MATERIAL PROVIDED section start

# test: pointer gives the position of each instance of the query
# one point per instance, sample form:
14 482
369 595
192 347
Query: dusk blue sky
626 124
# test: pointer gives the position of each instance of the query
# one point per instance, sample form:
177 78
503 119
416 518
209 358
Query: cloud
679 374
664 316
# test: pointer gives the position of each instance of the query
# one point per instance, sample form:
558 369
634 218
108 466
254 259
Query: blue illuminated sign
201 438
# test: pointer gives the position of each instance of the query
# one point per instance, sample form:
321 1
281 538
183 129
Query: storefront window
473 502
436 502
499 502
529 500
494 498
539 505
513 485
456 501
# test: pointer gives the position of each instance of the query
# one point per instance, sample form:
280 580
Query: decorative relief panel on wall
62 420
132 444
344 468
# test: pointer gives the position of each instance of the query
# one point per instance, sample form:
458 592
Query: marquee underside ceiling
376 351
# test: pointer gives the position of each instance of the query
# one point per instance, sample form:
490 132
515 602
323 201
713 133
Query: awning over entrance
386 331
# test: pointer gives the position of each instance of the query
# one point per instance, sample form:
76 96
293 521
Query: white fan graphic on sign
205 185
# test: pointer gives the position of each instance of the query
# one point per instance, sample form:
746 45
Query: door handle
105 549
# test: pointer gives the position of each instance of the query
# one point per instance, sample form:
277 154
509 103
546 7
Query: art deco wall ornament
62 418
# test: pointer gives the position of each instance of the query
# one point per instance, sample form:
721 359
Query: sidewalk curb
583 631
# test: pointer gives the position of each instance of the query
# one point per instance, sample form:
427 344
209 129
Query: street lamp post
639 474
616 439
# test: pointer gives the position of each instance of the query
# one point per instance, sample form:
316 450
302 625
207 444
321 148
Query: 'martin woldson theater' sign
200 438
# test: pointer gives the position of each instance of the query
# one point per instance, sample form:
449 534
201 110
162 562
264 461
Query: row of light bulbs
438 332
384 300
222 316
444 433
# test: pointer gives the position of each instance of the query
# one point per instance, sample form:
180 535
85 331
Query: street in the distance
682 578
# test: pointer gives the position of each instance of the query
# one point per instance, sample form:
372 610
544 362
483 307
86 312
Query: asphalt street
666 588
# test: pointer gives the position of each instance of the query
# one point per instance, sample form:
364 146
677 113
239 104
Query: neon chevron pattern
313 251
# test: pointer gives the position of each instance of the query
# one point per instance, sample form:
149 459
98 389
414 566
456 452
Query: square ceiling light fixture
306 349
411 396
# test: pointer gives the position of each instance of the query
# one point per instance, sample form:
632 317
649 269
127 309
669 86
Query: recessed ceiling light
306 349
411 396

MATERIAL PROVIDED section end

> _DESCRIPTION OF THE TASK_
Transcribe, exactly and completely, all of the entries.

> _TASK ANSWER_
# test: pointer gives the position of each instance of the query
# one point per instance, sample form:
14 482
369 595
192 347
Query: dusk blue sky
626 124
# test: pointer gives the position of each instance of the query
# one point per instance, sample form:
177 78
503 119
416 518
209 358
Query: cloud
679 374
664 316
# test: pointer gives the position of each instance of the query
# one point per instance, sample form:
558 369
634 218
108 466
254 259
Query: blue illuminated sign
201 438
# test: pointer gives the position of each instance of the query
# one point per instance, sample form:
321 1
281 538
183 129
Query: storefront window
473 502
436 502
499 502
529 500
494 498
539 505
513 485
456 501
# test: pointer gives the position of each instance of the query
# one point per instance, sample form:
280 580
Query: decorative relief panel on wall
62 420
132 444
344 468
# test: pointer gives the position of each instance of the query
# one point per instance, sample form:
458 592
Query: marquee underside ceiling
376 351
# test: pointer gives the position of each instance of the query
# one point per instance, sample form:
490 132
515 602
323 201
713 133
Query: awning over entrance
386 331
# test: pointer gives the position of each instance of the query
# one point per instance, sample form:
76 96
293 521
Query: white fan graphic on sign
205 185
# test: pointer gives the position of each instance of the query
# one point per instance, sample form:
746 45
Query: door handle
105 549
# test: pointer gives the position of each instance of the query
# one point per instance, sample form:
277 154
509 103
546 7
Query: art deco wall ornament
62 418
# test: pointer gives the position of each instance of the query
# one point per instance, sample form:
721 359
Query: sidewalk curb
583 631
# test: pointer gives the position of each instance of the query
# one point per instance, sample form:
427 344
209 129
Query: street lamp post
639 474
616 439
# test: pointer gives the position of each instance of the query
# one point per instance, sample form:
316 450
302 625
207 444
321 148
Query: 'martin woldson theater' sign
200 438
# test: pointer gives the position of each instance of the query
# one point per instance, sample form:
449 534
201 110
162 562
264 461
Query: row of light bulbs
438 332
384 300
222 316
444 433
# test: pointer gives the position of each instance of the query
# one point per instance, sample form:
180 535
85 331
Query: street in the distance
682 578
# test: pointer gives the position of each instance of the query
# one point per instance, sample form:
372 610
544 362
483 307
86 312
Query: asphalt street
666 588
# test: pointer gives the position of each instance of the query
# one point per instance, sample form:
364 146
677 113
239 104
Query: neon chevron pattern
313 251
# test: pointer gives the position of each instance of the query
# one point per instance, sample form:
149 459
98 389
414 566
456 452
Query: square ceiling light fixture
306 349
411 396
# test: pointer gives the position of each instance of the query
# one point per instance, sample form:
632 317
649 269
127 309
669 86
Query: recessed ceiling light
306 349
411 396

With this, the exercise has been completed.